[OBJECTIVE]: Reproduce all the records below with "wildflower" substituted by "poppy" and nothing else altered, leaving the pictures out.

[Collection entries]
· · · · ·

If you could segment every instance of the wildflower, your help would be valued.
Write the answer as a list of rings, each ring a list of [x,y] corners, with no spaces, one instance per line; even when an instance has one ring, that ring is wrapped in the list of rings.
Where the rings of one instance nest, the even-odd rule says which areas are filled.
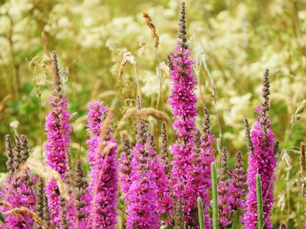
[[[254,130],[251,133],[252,145],[248,152],[249,167],[247,171],[248,193],[246,199],[246,213],[244,216],[244,228],[255,229],[257,221],[256,200],[256,174],[259,174],[262,180],[264,228],[272,228],[271,210],[273,206],[273,180],[276,179],[275,169],[277,166],[276,153],[278,142],[275,142],[275,135],[271,130],[271,123],[266,112],[270,109],[268,103],[270,82],[268,70],[264,74],[262,97],[264,101],[256,109],[259,113]],[[249,145],[248,144],[248,145]]]
[[[169,68],[172,70],[170,81],[173,82],[172,94],[168,102],[172,112],[176,117],[173,126],[178,135],[178,139],[171,148],[173,154],[172,165],[173,193],[177,201],[183,201],[186,209],[185,221],[188,225],[196,226],[197,198],[203,199],[203,202],[209,205],[209,178],[205,176],[210,172],[211,157],[209,152],[200,150],[195,153],[195,144],[193,132],[196,131],[195,119],[197,116],[196,96],[194,93],[196,79],[192,75],[192,65],[194,62],[189,58],[191,52],[188,51],[186,37],[185,3],[180,8],[179,33],[177,44],[173,51],[173,56],[168,58]],[[209,164],[209,166],[207,166]],[[207,180],[206,180],[207,178]],[[209,228],[210,221],[205,209],[204,214],[206,227]]]
[[[162,163],[160,155],[156,152],[156,146],[154,136],[148,135],[146,150],[149,152],[149,167],[152,172],[156,183],[155,192],[157,196],[157,213],[159,214],[167,213],[171,216],[172,198],[170,196],[170,180],[165,173],[165,165]]]
[[[10,136],[6,136],[7,166],[10,171],[7,179],[2,185],[0,197],[12,208],[23,206],[30,211],[34,211],[36,196],[33,185],[36,182],[36,178],[29,175],[29,170],[21,176],[18,177],[16,176],[17,168],[22,163],[25,163],[28,157],[27,139],[25,135],[22,135],[20,138],[16,136],[15,142],[16,146],[13,149]],[[0,206],[1,213],[5,213],[10,210],[11,209],[7,206]],[[34,225],[34,220],[24,213],[21,213],[21,215],[23,218],[13,214],[6,215],[5,226],[8,228],[31,229]]]
[[[58,65],[58,56],[53,51],[53,63],[55,69],[53,75],[53,91],[52,97],[46,103],[52,106],[52,109],[46,116],[45,130],[47,141],[46,148],[46,165],[58,171],[64,179],[67,171],[66,159],[70,158],[70,138],[68,134],[71,132],[69,124],[71,114],[67,109],[68,100],[60,92],[61,81]],[[51,221],[53,226],[58,225],[61,221],[60,211],[58,207],[60,194],[58,185],[54,180],[47,183],[45,188],[48,198]]]
[[[244,200],[242,197],[244,195],[244,189],[243,187],[245,185],[244,178],[246,175],[244,174],[242,162],[242,154],[238,151],[235,157],[236,163],[235,169],[233,170],[231,175],[232,178],[229,179],[231,197],[229,200],[229,204],[231,206],[231,211],[234,211],[240,209],[242,213],[244,213],[245,208]]]
[[[229,164],[227,161],[227,150],[225,147],[223,148],[220,157],[220,166],[219,184],[218,185],[218,206],[219,208],[219,227],[220,228],[227,228],[227,226],[231,224],[229,220],[231,209],[228,204],[231,192],[231,188],[229,178]]]
[[[114,228],[116,224],[116,210],[117,203],[118,176],[116,172],[116,150],[117,142],[112,135],[112,129],[107,129],[105,136],[101,136],[101,129],[107,122],[109,108],[103,107],[103,103],[94,101],[88,104],[88,124],[87,129],[91,134],[87,141],[88,145],[88,161],[90,171],[88,191],[93,198],[91,200],[90,224],[94,228]],[[107,118],[111,118],[110,117]],[[101,137],[103,139],[101,139]],[[101,152],[101,146],[107,152]]]
[[[142,107],[142,101],[138,96],[137,107],[140,109]],[[157,188],[155,174],[151,170],[154,165],[150,166],[153,164],[150,154],[154,152],[150,152],[146,147],[146,124],[139,118],[136,129],[136,144],[131,151],[132,171],[129,178],[129,188],[125,195],[128,214],[127,229],[157,229],[161,224],[157,213]]]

· · · · ·

[IN RESPONSE]:
If you could segment every instance of the poppy, your help would be valued.
Write the answer as a list of rings, each ring a list of [x,y] corners, with no spaces, one instance per line; even when an instance has one ring, that ring is wrapped in the list of rings.
Where the rings of one instance nest, the even-odd rule says which areas are filled.
[[[254,130],[251,133],[252,145],[248,152],[249,167],[247,171],[248,193],[246,199],[246,213],[244,216],[244,228],[255,229],[257,221],[256,200],[256,174],[259,174],[262,180],[264,228],[272,228],[271,210],[273,206],[273,180],[276,179],[275,169],[277,166],[276,153],[278,142],[275,142],[275,135],[271,130],[271,123],[266,112],[270,109],[268,103],[270,82],[268,70],[264,74],[262,97],[264,101],[256,109],[259,113]],[[249,145],[248,144],[248,145]]]
[[[169,68],[172,70],[170,81],[173,82],[172,94],[168,102],[172,112],[176,117],[173,126],[178,135],[178,139],[171,148],[173,154],[172,165],[173,193],[177,201],[183,201],[186,209],[185,221],[188,225],[196,226],[197,198],[203,199],[203,202],[209,205],[209,178],[205,176],[210,172],[211,157],[209,152],[200,150],[195,153],[195,144],[193,132],[196,131],[195,119],[197,116],[196,96],[194,93],[196,79],[192,75],[192,65],[194,62],[189,58],[191,52],[188,51],[186,37],[185,3],[180,8],[179,33],[177,44],[173,51],[173,56],[168,58]],[[209,164],[209,166],[207,166]],[[207,180],[206,180],[207,178]],[[209,228],[210,221],[205,209],[204,214],[206,227]]]
[[[162,163],[160,155],[156,152],[156,146],[154,136],[148,135],[146,150],[149,152],[149,167],[152,172],[156,183],[155,192],[157,196],[157,213],[159,214],[167,213],[171,216],[172,198],[170,196],[170,180],[165,173],[165,165]]]
[[[10,136],[6,136],[7,166],[10,171],[7,179],[2,185],[0,197],[12,208],[23,206],[30,211],[34,211],[36,196],[33,185],[36,182],[36,178],[29,175],[29,170],[21,176],[18,177],[16,176],[17,168],[22,163],[25,163],[28,157],[27,139],[25,135],[22,135],[20,138],[16,136],[15,142],[16,146],[13,149]],[[0,206],[1,213],[5,213],[10,210],[11,209],[7,206]],[[34,225],[34,220],[24,213],[21,213],[21,215],[23,218],[13,214],[6,215],[5,226],[8,228],[31,229]]]
[[[58,65],[58,56],[53,51],[53,63],[55,69],[53,75],[53,91],[52,97],[46,103],[52,106],[52,109],[46,116],[45,130],[47,141],[46,148],[46,165],[58,171],[64,179],[67,171],[66,159],[70,158],[70,138],[68,134],[71,132],[69,124],[71,114],[67,109],[68,100],[60,92],[61,81]],[[51,221],[53,226],[58,225],[61,221],[60,211],[58,207],[60,194],[58,185],[54,180],[47,183],[45,188],[48,198]]]
[[[244,200],[242,197],[244,195],[244,189],[243,187],[245,185],[244,178],[246,175],[244,174],[242,162],[242,154],[238,151],[235,157],[236,163],[235,169],[233,170],[231,175],[232,178],[229,179],[231,197],[229,200],[229,204],[231,206],[231,211],[234,211],[240,209],[242,213],[244,213],[245,208]]]
[[[229,164],[227,161],[227,150],[225,147],[223,148],[220,157],[220,166],[219,184],[218,185],[218,206],[219,208],[219,227],[220,228],[227,228],[227,226],[231,224],[229,220],[231,209],[228,204],[231,192],[231,188],[229,178]]]
[[[114,228],[116,224],[116,210],[117,203],[118,176],[116,172],[116,150],[117,142],[112,135],[112,129],[107,129],[105,136],[101,136],[101,129],[107,122],[109,108],[103,107],[103,103],[94,101],[88,104],[88,124],[87,129],[91,134],[87,141],[88,145],[88,161],[90,171],[88,191],[93,198],[91,200],[90,224],[94,228]],[[107,118],[111,118],[110,117]],[[101,137],[103,139],[101,139]],[[101,152],[101,146],[107,152]]]
[[[142,107],[142,101],[138,96],[137,107],[140,109]],[[157,188],[155,174],[151,170],[154,165],[150,166],[153,164],[150,154],[154,152],[150,152],[146,147],[146,124],[139,118],[136,129],[136,144],[131,151],[132,171],[129,178],[129,188],[125,195],[128,214],[127,229],[157,229],[161,224],[157,213]]]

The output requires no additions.